Texte —
Espoir perdu pour 2023-2024

Et selon les divers agriculteurs, l’espoir de sauver la saison dans cette région à la lisière de la Chaouia est quasiment perdu. "Que Dieu nous baigne de sa miséricorde et nous donne suffisamment de pluie, ils ont dit qu’il va pleuvoir cette semaine, j’espère que ce sera suffisant", témoigne Abdallah, un kessab (petit éleveur) de la région. Lui, il sème de l’avoine fourragère pour son troupeau qui a littéralement été sacrifié les deux dernières années.

"Avant, nous avions une quinzaine de vaches laitières en plus des moutons et des chèvres qu’on menait à paître dans la forêt. On avait aussi deux chamelles, on donnait leur lait gratuitement pour la baraka. On produisait du lait de vache pour une coopérative locale, ainsi que de l'agneau pour l’abattage, surtout durant l’aïd. L’année dernière, nous avons quasiment tout vendu, y compris nos vaches. C’est parti à l’abattoir. Nous n’avions plus de quoi les nourrir. Cette année, on comptait commencer à reconstituer un petit cheptel. Mais comme tu vois, l’avoine n’a quasiment pas grandi, nous n’avons rien à donner aux bêtes, que Dieu nous préserve". Aujourd’hui, Abdallah maintient encore trois vaches et quelques moutons et chèvres, profitant de la proximité de la forêt, sinon il les aurait aussi vendus.

Extraits de données —
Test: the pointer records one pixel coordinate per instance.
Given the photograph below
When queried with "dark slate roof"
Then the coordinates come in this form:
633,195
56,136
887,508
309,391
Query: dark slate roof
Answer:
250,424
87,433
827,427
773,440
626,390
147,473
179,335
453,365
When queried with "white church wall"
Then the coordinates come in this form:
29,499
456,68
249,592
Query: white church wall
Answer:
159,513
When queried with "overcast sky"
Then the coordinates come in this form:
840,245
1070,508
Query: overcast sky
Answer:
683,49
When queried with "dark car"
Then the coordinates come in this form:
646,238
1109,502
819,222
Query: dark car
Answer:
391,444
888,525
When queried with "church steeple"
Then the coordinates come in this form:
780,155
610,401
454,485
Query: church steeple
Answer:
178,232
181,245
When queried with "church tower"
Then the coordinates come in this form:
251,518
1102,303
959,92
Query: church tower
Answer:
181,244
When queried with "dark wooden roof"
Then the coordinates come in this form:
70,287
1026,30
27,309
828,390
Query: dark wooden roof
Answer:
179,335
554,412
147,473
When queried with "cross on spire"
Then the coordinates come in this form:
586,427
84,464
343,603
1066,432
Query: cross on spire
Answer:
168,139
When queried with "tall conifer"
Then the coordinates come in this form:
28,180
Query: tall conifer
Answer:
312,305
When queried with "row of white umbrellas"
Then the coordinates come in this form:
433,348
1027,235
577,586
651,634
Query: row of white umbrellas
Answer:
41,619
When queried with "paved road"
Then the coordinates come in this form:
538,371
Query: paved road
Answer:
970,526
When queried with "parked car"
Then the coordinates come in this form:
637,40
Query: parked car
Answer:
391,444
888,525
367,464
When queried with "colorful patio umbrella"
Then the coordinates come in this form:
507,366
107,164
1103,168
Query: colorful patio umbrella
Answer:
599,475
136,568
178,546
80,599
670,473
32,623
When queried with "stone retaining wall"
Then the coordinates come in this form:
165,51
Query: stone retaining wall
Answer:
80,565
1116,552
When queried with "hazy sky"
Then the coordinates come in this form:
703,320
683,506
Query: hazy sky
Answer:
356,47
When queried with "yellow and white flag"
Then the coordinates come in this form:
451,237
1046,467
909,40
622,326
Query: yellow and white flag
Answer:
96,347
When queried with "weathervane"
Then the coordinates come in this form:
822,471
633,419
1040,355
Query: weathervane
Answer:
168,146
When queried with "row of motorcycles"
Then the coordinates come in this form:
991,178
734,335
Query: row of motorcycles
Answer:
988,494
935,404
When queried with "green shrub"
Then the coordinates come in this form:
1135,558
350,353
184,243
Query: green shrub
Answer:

--

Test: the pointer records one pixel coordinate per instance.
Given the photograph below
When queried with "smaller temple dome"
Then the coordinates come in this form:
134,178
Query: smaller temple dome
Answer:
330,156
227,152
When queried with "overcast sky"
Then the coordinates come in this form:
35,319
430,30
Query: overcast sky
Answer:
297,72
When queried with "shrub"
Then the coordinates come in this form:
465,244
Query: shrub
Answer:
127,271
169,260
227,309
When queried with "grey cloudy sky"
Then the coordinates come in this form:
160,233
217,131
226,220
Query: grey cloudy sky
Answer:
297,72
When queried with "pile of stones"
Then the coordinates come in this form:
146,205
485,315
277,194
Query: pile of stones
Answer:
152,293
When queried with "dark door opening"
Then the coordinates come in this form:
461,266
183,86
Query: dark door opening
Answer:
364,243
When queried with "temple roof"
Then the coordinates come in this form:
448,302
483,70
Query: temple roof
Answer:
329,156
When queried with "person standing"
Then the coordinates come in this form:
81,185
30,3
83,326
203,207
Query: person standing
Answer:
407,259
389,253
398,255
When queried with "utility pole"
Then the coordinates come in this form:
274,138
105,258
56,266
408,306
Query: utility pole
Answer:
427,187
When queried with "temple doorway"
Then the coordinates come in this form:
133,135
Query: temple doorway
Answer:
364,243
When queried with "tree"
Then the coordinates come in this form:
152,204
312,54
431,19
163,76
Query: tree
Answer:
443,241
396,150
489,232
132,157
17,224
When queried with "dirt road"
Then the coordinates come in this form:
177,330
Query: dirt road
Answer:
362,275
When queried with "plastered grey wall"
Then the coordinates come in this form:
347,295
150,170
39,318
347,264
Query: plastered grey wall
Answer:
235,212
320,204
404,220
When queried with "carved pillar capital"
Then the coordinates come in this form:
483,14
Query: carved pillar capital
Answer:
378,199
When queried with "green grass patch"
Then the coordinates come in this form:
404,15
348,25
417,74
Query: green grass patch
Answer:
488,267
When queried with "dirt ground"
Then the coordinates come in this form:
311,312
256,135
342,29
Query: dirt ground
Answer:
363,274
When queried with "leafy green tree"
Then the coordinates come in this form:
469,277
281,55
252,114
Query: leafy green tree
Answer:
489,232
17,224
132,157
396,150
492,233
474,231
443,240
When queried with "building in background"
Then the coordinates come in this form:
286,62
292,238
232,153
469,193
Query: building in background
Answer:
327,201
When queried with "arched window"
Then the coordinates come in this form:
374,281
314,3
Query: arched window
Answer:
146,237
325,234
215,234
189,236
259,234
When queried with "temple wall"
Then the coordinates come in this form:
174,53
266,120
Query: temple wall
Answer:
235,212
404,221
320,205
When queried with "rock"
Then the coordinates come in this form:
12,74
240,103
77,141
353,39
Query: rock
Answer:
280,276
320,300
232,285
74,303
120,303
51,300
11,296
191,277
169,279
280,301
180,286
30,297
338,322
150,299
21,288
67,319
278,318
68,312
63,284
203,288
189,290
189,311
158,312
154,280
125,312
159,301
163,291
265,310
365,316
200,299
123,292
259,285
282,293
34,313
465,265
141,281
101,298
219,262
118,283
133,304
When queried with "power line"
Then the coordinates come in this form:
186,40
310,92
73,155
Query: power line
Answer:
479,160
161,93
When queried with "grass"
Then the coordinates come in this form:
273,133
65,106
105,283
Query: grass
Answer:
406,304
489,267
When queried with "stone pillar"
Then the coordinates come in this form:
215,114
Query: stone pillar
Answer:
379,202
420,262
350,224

Consignes —
1. Dans le texte sur les éleveurs de la Chaouia, pourquoi Abdallah a-t-il vendu presque tout son troupeau l'année dernière ? Répondez en une à trois phrases.
2. Poursuivez, s'il vous plaît, le texte sur les éleveurs de la Chaouia à partir de sa dernière phrase.

Réponses —
1. Abdallah n'avait plus de quoi nourrir ses bêtes. Il a donc vendu presque tout son troupeau, vaches comprises, et les animaux sont partis à l'abattoir.

2.
Ces deux activités ne sont pas les seules à voir été touchées. Le maraichage vivrier aussi pâtit du manque d’eau.

"De nombreux agriculteurs avaient de petits jardins pour cultiver leurs propres légumes. De la carotte, des navets, des poivrons, des herbes aromatiques, de la pomme de terre etc. Mais avec la rareté de l’eau, cette activité a drastiquement diminué. La plupart des puits se sont asséchés. On préfère utiliser l’eau pour abreuver quelques bêtes et boire nous-mêmes", affirme Hakim. Et d’ajouter: "avant, on trouvait l’eau à 30-50 mètres, aujourd’hui il faut creuser plusieurs puits à plus de 160-180m pour espérer trouver un bon débit. Je connais des gens qui ont creusé deux puits il y a deux ans, et qui ont été obligés d’en creuser un autre cette année car il s’étaient asséchés. Le niveau de l’eau baisse rapidement avec les années de sécheresse", témoigne-t-il. Le coût de creusement d’un puits est compris entre 30.000 et 40.000 dirhams s’il est fructueux dès le premier essai, sinon il faut compter en 60.000 et 70.000 dirhams. Une somme importante même pour une région relativement riche comme celle de Benslimane.

Une reconversion à grands pas

L’autre élément qui a fait disparaitre le maraichage vivrier est sa transformation en plantation d’oliviers ou d’autres arbres fruitiers. Avec les subventions du plan Maroc Vert, depuis une dizaine d’années, plusieurs parcelles ont été graduellement transformées en monoculture fruitière commerciale. Aujourd’hui, de nombreux vergers sont déracinés par manque d’eau, malgré l’équipement des parcelles en goutte à goutte. Les arbres sont revendus pour l’ornementation des nombreuses fermettes avec villas qui commencent à fleurir dans la région.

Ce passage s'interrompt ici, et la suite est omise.